Dataset entries |

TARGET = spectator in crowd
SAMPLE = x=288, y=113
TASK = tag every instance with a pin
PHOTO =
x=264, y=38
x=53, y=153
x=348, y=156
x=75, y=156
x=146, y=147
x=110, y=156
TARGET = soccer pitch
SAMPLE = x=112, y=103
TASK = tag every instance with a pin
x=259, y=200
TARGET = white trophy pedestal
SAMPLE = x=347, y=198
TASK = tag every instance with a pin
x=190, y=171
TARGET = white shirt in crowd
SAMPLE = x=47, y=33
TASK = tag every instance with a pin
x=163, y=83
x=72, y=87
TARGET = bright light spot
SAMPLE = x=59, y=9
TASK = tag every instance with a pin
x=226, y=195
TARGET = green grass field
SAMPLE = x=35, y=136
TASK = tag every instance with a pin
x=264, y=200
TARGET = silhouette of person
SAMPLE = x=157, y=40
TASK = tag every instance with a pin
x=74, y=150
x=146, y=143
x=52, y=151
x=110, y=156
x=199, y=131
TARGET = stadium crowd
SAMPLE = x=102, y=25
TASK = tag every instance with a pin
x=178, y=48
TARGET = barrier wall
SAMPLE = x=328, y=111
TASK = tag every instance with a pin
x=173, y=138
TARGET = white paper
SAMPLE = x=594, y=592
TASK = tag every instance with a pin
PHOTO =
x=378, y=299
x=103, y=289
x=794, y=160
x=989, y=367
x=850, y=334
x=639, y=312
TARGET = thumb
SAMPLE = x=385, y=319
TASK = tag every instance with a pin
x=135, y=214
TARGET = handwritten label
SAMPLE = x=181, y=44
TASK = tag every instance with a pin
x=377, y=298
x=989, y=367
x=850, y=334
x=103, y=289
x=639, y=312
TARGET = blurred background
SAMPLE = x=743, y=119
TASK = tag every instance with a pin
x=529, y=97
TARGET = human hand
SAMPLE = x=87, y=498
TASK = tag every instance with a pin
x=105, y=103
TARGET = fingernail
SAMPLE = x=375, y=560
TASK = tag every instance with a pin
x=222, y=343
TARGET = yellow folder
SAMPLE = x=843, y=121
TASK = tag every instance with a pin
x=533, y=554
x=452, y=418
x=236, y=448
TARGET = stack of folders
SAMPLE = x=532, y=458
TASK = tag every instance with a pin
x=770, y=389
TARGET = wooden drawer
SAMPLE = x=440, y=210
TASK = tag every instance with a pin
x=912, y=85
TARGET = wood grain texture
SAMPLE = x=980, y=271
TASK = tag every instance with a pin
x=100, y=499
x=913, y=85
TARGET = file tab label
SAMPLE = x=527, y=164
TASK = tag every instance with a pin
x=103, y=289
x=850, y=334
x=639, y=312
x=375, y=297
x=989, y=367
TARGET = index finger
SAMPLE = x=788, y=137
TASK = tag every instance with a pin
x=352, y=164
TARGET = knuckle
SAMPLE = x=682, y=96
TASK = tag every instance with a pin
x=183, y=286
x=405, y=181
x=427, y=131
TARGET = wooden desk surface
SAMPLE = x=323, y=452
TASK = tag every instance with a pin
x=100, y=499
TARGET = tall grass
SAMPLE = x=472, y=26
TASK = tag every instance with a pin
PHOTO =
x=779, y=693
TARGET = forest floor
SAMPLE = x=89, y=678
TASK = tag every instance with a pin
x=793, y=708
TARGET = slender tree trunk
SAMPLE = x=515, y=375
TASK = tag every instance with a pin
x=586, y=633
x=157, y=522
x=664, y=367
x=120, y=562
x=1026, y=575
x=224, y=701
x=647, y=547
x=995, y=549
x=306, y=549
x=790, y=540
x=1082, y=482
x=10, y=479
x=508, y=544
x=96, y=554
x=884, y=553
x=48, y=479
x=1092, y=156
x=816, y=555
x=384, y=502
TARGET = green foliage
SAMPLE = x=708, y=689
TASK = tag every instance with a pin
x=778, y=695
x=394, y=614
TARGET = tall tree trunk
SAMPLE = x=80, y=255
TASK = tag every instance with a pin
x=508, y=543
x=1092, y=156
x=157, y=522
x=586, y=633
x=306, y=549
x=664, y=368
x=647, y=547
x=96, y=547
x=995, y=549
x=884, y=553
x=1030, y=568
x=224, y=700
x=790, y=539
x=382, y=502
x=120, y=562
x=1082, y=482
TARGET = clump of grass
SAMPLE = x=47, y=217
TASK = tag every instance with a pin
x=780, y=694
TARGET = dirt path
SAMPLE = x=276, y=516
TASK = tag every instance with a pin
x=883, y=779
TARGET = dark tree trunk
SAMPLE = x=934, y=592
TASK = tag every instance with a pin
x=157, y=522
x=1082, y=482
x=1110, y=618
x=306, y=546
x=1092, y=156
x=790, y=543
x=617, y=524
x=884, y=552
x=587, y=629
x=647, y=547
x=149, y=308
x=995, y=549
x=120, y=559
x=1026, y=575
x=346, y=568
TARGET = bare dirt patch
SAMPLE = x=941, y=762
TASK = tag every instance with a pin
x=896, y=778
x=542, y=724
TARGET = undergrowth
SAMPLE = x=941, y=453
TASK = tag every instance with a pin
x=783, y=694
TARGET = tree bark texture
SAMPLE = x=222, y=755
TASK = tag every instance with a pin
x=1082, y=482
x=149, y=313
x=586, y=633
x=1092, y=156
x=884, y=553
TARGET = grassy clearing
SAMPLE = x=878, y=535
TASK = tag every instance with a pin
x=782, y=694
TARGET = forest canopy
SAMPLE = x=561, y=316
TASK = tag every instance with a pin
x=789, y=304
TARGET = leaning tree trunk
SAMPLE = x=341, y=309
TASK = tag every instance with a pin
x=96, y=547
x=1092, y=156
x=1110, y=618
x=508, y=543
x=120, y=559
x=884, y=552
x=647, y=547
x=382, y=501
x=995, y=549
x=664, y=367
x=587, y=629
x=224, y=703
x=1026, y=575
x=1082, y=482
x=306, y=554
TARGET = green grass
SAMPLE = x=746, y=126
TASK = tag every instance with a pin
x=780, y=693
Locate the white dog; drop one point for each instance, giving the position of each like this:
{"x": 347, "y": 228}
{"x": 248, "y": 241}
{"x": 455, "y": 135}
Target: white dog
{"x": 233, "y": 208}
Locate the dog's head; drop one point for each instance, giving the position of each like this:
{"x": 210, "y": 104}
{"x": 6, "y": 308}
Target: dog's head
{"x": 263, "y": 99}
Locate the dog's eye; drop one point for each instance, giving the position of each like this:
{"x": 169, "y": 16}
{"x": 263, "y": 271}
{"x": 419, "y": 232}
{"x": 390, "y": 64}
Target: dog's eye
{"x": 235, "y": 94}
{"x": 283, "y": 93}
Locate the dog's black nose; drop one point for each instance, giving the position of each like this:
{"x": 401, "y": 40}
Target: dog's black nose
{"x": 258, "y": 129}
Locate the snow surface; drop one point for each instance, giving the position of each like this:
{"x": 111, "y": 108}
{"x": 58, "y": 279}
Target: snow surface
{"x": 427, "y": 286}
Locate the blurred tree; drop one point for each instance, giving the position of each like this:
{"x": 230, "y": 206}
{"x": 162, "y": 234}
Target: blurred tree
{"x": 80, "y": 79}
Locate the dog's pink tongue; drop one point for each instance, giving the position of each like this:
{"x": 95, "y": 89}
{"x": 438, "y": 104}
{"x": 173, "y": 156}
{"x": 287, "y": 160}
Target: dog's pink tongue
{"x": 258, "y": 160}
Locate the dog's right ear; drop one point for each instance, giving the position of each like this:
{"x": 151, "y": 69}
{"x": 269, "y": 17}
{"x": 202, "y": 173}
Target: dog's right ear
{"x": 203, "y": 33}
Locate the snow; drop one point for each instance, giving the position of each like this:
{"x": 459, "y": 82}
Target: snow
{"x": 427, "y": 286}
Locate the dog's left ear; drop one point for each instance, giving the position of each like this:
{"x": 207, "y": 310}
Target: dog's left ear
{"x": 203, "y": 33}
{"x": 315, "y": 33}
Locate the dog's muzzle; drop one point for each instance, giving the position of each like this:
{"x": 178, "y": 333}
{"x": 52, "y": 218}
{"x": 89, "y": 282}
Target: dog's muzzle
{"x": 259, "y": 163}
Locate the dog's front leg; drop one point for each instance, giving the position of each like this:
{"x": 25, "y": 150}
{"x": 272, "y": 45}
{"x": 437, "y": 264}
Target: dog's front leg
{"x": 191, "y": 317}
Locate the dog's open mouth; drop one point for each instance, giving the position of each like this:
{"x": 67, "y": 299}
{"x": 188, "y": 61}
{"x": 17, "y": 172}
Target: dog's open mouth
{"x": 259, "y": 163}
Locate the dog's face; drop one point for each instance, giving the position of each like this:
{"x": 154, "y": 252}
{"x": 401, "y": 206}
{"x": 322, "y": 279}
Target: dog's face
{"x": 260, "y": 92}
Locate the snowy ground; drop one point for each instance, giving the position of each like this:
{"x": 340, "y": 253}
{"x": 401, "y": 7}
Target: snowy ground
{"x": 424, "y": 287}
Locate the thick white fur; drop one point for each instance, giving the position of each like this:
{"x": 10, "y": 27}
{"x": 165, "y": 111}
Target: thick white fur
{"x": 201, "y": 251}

What to work on | What is needed is an exact copy of the entries from their first line down to the line with "SAMPLE = x=157, y=40", that line included, and nothing beyond it.

Answer space |
TARGET = spectator in crowd
SAMPLE = x=288, y=113
TASK = tag every instance with a pin
PHOTO =
x=264, y=38
x=53, y=153
x=348, y=156
x=75, y=156
x=146, y=147
x=110, y=156
TARGET = soccer pitch
SAMPLE = x=112, y=103
TASK = tag every instance with a pin
x=259, y=200
TARGET = white trophy pedestal
SAMPLE = x=347, y=198
TASK = tag every instance with a pin
x=190, y=171
TARGET = white shirt in crowd
SAMPLE = x=47, y=33
TASK = tag every instance with a pin
x=163, y=83
x=72, y=87
TARGET = bright light spot
SAMPLE = x=59, y=9
TASK = tag every instance with a pin
x=226, y=195
TARGET = green grass field
SAMPLE = x=35, y=136
TASK = tag every instance with a pin
x=264, y=200
TARGET = silhouette of person
SAMPLE = x=157, y=40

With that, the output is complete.